• Source information
= = = = = = =
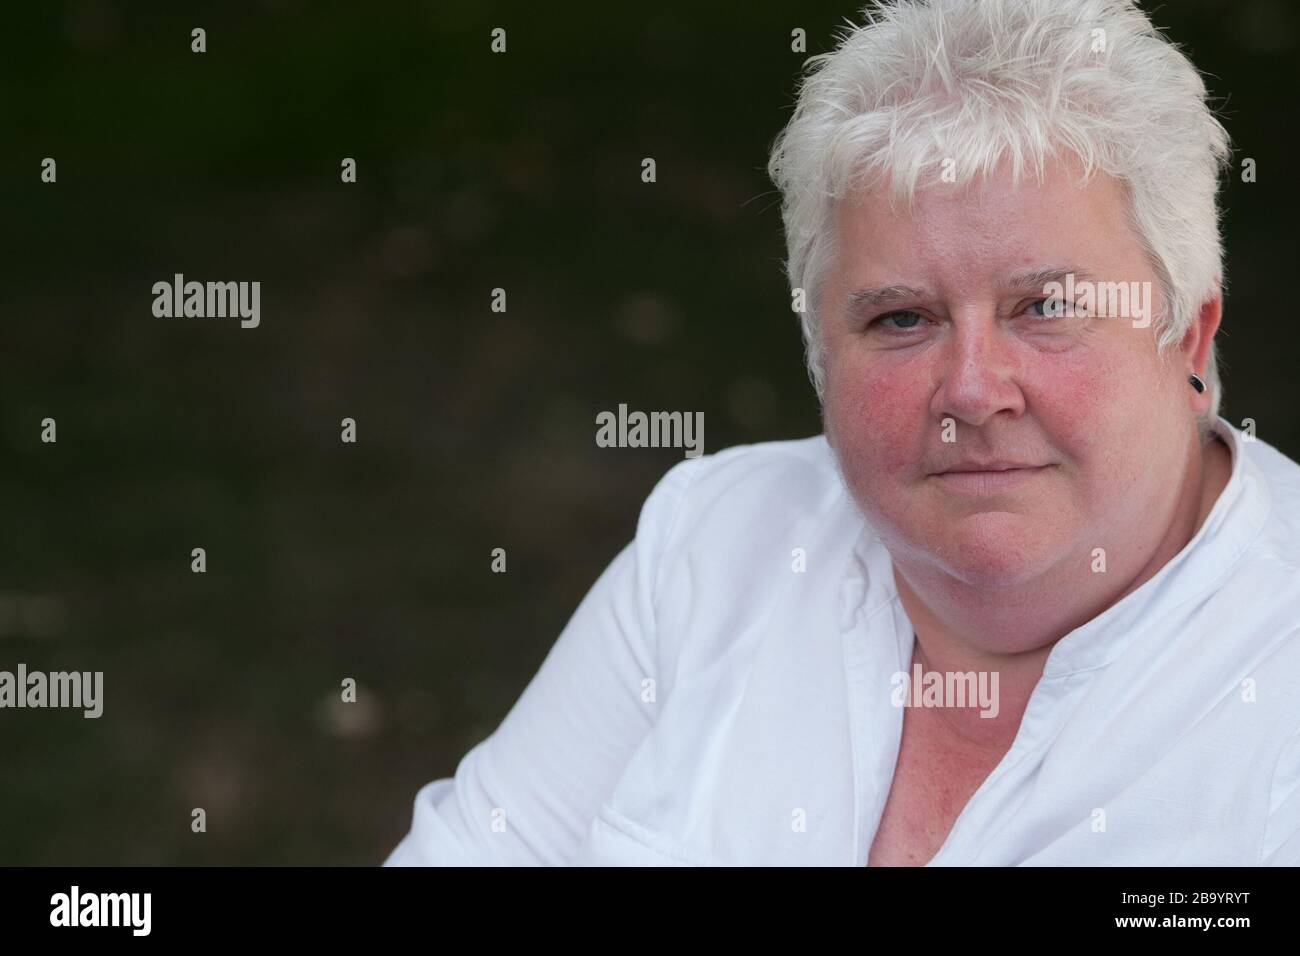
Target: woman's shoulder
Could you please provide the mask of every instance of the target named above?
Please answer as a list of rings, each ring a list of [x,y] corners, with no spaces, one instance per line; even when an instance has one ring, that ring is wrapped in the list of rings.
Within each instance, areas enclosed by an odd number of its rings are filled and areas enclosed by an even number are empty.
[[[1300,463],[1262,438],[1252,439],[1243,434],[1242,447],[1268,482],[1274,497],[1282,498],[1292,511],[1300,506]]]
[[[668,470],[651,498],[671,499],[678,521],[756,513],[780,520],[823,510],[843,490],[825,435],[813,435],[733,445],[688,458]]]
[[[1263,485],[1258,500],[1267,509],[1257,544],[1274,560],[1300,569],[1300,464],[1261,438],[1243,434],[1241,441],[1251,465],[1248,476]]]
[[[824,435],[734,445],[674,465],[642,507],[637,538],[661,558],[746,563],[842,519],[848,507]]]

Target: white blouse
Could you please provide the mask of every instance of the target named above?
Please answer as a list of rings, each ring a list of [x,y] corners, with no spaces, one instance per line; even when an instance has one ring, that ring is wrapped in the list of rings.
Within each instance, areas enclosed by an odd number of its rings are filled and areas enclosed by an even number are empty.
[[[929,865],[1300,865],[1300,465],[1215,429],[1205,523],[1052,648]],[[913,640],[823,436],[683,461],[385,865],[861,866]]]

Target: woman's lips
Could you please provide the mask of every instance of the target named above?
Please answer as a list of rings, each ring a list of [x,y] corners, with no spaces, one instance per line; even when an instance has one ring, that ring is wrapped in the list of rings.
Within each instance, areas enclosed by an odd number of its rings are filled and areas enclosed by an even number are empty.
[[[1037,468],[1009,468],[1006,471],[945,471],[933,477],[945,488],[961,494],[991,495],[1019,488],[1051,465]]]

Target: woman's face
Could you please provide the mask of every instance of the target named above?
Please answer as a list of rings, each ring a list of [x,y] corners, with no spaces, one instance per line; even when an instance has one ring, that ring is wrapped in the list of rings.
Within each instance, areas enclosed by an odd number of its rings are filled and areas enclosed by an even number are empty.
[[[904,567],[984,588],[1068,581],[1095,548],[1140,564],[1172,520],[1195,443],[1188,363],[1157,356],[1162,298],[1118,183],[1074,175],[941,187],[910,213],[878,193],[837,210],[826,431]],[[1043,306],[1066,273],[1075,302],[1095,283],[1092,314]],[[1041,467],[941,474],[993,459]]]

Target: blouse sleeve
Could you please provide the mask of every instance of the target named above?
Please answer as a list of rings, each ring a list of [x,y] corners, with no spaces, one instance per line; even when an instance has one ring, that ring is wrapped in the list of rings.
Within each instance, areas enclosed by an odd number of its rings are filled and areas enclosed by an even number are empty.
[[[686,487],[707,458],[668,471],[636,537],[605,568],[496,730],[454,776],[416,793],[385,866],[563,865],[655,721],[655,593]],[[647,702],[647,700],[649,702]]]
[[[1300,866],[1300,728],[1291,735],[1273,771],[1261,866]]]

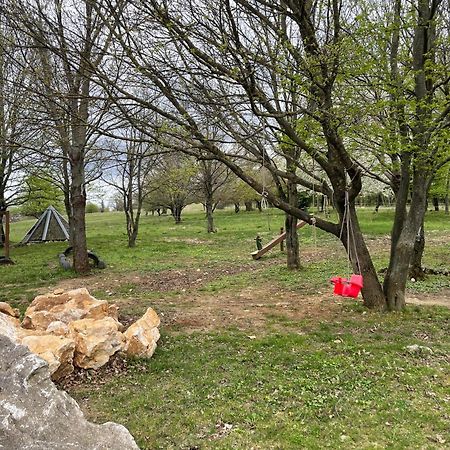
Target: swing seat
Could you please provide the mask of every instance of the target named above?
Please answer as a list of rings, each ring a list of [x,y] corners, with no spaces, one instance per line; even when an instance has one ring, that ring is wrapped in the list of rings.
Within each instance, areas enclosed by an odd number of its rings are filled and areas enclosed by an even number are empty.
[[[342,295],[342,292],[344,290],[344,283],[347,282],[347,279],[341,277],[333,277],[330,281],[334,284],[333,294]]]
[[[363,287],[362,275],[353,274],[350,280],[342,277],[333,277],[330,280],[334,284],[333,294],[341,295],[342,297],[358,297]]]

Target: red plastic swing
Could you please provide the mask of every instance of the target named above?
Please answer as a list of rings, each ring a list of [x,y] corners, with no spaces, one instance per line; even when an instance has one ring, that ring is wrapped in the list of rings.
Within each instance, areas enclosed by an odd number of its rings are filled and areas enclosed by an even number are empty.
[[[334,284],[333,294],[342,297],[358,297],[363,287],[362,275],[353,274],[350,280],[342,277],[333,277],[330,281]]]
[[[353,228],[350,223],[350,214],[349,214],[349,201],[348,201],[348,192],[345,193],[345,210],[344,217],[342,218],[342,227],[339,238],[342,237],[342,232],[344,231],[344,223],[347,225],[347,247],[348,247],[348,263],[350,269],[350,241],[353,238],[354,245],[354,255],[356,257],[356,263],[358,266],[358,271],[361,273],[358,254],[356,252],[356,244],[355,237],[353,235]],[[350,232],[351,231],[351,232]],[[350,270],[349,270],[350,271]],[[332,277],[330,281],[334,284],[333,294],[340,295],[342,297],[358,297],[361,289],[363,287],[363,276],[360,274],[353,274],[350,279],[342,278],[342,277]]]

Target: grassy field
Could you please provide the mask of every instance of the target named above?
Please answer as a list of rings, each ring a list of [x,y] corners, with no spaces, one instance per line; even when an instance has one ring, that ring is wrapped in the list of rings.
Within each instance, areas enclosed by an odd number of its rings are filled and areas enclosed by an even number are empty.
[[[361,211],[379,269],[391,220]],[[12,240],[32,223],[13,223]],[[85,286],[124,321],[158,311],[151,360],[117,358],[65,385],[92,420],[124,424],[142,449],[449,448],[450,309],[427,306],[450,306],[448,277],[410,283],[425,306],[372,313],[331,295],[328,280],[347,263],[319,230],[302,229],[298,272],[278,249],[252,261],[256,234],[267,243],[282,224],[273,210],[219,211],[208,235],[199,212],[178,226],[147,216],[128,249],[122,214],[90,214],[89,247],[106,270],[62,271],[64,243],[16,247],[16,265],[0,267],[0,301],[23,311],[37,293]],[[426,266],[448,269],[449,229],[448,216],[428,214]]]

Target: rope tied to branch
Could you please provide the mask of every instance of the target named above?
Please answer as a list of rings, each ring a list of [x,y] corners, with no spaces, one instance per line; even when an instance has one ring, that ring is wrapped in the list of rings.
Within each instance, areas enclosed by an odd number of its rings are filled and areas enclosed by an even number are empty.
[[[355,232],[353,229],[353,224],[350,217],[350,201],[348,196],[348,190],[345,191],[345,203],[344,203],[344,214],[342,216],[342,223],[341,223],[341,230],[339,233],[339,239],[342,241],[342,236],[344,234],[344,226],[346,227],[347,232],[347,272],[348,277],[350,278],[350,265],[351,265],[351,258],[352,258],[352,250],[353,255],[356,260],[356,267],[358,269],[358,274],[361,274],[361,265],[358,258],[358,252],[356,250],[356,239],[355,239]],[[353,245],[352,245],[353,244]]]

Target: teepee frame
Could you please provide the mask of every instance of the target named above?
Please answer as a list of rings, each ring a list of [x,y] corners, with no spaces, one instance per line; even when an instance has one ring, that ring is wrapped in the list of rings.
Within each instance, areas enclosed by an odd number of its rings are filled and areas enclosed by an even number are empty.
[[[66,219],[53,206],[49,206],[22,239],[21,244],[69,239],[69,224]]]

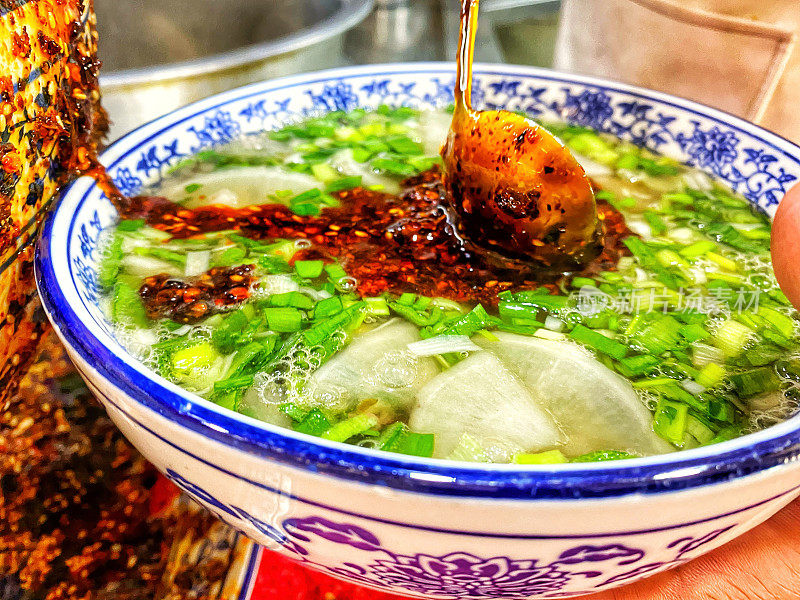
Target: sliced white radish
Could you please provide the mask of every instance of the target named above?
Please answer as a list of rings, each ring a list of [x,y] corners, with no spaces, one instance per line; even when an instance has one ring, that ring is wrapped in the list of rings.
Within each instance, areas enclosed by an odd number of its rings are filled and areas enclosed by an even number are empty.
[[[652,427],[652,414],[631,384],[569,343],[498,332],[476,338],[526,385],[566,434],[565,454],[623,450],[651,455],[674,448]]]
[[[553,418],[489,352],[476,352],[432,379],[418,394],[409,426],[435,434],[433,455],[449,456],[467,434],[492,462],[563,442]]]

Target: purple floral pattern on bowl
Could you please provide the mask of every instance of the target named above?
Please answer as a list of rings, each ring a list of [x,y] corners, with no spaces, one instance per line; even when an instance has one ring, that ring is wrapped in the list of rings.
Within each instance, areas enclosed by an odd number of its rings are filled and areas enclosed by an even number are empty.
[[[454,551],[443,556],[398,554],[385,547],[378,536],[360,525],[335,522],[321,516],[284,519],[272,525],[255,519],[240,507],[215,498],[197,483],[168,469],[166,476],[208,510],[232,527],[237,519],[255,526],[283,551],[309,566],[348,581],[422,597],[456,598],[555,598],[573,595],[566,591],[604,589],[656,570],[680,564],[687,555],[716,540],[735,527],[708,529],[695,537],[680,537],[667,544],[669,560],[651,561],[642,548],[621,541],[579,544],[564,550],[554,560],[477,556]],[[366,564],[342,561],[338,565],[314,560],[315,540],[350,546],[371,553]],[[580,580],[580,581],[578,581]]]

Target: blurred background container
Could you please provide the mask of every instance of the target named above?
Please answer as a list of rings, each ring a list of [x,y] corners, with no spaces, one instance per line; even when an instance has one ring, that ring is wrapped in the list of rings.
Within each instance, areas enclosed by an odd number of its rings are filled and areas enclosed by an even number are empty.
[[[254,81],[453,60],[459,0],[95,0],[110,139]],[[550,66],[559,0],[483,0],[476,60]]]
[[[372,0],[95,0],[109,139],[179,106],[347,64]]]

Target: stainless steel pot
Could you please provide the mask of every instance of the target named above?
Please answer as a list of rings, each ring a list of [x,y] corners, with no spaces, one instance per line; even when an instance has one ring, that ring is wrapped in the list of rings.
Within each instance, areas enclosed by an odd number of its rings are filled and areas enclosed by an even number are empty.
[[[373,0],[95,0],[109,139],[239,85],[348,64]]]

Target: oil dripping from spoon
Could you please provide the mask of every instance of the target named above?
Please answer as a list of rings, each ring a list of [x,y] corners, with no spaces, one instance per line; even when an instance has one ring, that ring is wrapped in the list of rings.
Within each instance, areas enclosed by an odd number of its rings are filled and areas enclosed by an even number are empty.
= = = = = = =
• Directions for this task
Give the count of lines in the listing that contain the word "swing". No explanation is wanted.

• Your response
2